> _Records provided_
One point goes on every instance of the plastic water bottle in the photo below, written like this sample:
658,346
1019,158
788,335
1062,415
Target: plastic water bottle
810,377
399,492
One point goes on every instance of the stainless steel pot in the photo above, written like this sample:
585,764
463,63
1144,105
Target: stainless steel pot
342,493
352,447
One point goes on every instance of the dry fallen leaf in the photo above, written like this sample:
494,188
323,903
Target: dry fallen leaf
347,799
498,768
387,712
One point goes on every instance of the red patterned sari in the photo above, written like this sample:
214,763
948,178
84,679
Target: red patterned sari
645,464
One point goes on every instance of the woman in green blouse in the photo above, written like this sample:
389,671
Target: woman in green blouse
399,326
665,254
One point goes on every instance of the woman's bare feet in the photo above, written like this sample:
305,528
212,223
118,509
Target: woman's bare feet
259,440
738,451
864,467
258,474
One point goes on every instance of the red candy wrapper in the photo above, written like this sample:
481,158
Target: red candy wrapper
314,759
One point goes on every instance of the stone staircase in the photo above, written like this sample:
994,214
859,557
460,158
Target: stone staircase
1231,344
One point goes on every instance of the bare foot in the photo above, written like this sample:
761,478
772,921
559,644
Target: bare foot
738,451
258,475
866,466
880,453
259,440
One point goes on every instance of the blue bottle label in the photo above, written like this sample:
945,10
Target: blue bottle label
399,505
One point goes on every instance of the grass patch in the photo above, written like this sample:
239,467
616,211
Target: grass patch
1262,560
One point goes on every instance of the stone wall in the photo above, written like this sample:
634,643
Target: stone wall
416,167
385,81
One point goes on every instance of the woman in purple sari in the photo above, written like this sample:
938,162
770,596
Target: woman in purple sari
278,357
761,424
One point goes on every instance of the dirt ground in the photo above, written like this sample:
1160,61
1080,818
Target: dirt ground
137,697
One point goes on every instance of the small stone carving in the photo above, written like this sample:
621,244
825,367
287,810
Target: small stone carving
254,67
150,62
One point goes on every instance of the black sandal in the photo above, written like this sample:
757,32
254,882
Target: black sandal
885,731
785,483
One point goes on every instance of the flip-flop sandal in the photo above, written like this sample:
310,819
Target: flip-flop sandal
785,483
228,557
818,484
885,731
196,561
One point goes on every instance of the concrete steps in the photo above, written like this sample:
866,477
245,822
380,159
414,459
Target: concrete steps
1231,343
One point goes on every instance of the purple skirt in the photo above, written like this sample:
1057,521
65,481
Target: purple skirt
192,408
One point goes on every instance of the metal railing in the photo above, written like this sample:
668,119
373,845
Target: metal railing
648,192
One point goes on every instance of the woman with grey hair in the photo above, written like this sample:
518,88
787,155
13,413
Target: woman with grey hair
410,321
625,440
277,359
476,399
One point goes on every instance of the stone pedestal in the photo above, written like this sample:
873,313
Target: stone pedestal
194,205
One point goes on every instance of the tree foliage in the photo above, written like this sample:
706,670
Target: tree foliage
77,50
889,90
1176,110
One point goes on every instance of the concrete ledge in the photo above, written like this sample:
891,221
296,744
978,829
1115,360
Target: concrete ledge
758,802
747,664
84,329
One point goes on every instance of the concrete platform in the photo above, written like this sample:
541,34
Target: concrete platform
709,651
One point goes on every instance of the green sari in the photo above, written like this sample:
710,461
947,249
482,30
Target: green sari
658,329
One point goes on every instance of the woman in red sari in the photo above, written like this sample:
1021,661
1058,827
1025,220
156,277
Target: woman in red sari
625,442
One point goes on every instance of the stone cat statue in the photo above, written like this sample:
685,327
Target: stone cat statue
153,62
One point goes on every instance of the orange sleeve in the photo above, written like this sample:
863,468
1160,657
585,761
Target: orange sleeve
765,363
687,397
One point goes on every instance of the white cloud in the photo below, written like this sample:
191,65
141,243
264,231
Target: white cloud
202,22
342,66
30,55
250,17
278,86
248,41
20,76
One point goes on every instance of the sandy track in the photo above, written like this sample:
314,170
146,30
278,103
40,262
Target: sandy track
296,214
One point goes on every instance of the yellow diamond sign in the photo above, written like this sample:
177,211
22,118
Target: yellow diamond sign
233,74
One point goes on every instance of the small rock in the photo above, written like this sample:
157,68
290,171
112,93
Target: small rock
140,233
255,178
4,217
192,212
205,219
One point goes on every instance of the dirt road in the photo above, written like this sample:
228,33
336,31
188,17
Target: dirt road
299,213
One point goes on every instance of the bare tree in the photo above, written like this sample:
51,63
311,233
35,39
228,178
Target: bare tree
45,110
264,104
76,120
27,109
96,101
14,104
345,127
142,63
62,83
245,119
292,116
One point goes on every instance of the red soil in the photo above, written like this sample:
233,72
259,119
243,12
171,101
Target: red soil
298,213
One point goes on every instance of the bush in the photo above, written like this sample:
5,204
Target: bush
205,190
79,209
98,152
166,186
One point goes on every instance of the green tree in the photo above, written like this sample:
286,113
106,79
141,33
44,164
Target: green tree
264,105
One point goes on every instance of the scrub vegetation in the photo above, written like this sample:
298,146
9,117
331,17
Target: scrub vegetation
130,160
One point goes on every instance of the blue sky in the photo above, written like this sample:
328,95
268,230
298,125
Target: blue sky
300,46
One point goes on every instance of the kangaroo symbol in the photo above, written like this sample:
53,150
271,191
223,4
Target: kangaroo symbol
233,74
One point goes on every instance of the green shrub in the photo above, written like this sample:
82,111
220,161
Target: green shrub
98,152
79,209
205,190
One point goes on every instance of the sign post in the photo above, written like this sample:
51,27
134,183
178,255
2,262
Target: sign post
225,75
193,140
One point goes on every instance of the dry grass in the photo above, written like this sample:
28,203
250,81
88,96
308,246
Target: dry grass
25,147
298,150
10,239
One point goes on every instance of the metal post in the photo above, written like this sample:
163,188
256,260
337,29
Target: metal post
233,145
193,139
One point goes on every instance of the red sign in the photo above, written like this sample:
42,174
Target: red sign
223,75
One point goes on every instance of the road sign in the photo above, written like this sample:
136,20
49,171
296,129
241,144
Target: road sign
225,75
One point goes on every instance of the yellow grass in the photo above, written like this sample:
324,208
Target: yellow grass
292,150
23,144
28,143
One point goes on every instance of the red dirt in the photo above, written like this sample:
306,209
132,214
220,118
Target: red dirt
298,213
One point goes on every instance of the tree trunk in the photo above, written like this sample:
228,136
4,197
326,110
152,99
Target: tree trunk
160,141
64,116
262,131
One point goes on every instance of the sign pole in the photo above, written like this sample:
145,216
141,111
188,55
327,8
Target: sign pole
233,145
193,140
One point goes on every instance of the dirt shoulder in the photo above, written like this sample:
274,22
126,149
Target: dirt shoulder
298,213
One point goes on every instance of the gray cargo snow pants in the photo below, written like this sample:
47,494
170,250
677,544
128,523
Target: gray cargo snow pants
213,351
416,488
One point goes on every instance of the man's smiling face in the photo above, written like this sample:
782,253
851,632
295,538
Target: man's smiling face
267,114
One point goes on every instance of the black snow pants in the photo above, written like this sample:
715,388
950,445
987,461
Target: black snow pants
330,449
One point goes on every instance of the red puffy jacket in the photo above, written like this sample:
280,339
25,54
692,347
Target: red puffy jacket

> _Problem description_
Above are records; say how many of their lines contain the word "below", giving only the number.

> _Task answer_
3